* [INPUT FOR THIS TASK]:
=-=-=

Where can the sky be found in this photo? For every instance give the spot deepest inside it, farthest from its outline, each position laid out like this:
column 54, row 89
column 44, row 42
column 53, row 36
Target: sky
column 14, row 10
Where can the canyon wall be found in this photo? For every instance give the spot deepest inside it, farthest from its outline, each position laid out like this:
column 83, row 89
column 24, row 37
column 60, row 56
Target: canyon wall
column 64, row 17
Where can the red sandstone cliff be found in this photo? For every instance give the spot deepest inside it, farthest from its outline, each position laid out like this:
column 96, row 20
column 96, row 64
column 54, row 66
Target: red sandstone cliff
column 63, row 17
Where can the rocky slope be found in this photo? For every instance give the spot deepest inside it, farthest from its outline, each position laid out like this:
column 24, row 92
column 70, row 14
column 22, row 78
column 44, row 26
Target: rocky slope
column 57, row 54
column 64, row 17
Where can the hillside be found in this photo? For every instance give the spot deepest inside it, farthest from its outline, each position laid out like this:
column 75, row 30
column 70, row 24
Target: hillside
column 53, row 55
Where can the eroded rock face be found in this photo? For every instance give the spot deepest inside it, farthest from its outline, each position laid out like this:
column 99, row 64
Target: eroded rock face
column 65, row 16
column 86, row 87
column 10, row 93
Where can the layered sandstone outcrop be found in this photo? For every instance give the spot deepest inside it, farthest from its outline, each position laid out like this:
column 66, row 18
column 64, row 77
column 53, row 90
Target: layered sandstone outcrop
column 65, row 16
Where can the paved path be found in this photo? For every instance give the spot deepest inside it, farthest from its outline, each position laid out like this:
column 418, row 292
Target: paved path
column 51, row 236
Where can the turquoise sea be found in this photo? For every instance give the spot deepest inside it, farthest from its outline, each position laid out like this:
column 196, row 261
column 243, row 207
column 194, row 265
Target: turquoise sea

=-=-=

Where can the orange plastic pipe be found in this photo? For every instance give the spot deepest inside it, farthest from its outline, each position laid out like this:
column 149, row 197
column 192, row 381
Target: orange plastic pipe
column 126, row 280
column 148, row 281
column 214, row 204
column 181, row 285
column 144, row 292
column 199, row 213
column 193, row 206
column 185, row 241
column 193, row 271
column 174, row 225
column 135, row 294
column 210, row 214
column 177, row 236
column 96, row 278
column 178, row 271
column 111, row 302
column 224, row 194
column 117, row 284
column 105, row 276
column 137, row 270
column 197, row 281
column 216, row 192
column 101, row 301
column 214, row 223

=-=-=

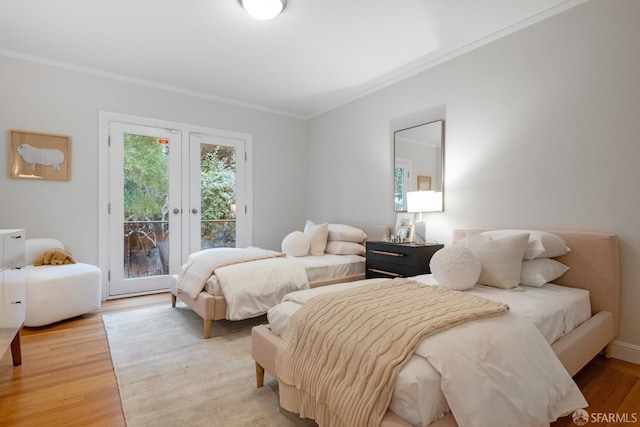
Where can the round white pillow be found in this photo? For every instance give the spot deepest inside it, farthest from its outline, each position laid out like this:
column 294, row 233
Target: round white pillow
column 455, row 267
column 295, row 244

=-=-=

* [EXERCISE AIM]:
Go to the line in the material above that contains "Target: red sandstone cliff" and copy exactly from there through the line that contains "column 196, row 261", stopping after it.

* [SOLUTION]:
Target: red sandstone cliff
column 63, row 17
Where can the rocky slope be found in this photo? For every instance give the spot deepest inside it, farthest from its outline, each position laid out like this:
column 24, row 92
column 70, row 14
column 22, row 78
column 44, row 26
Target: rocky slope
column 57, row 54
column 64, row 17
Where can the hillside be found in this photo? For every instance give the spot deepest inside it, farthest from its outline, each position laid out like this:
column 75, row 30
column 70, row 24
Target: hillside
column 53, row 55
Where can the eroded rock face be found in this photo? For every instance give the spot deepest inside it, farthest from its outline, each position laid out like this:
column 99, row 64
Target: eroded rock face
column 65, row 16
column 86, row 87
column 10, row 93
Where can the layered sandstone outcrop be found in this photo? For every instance give the spot deepest inside it, farthest from its outline, each position laid out like this:
column 66, row 18
column 64, row 77
column 53, row 90
Target: layered sandstone outcrop
column 65, row 16
Where can the paved path be found in this photo? For every instance give the spot deepest inside it, farthest from its outline, each position laid out like this:
column 418, row 292
Target: paved path
column 51, row 236
Where can the turquoise sea be found in this photo? For every instance give the spot deepest inside it, farthest from its outline, each position laid out like this:
column 196, row 261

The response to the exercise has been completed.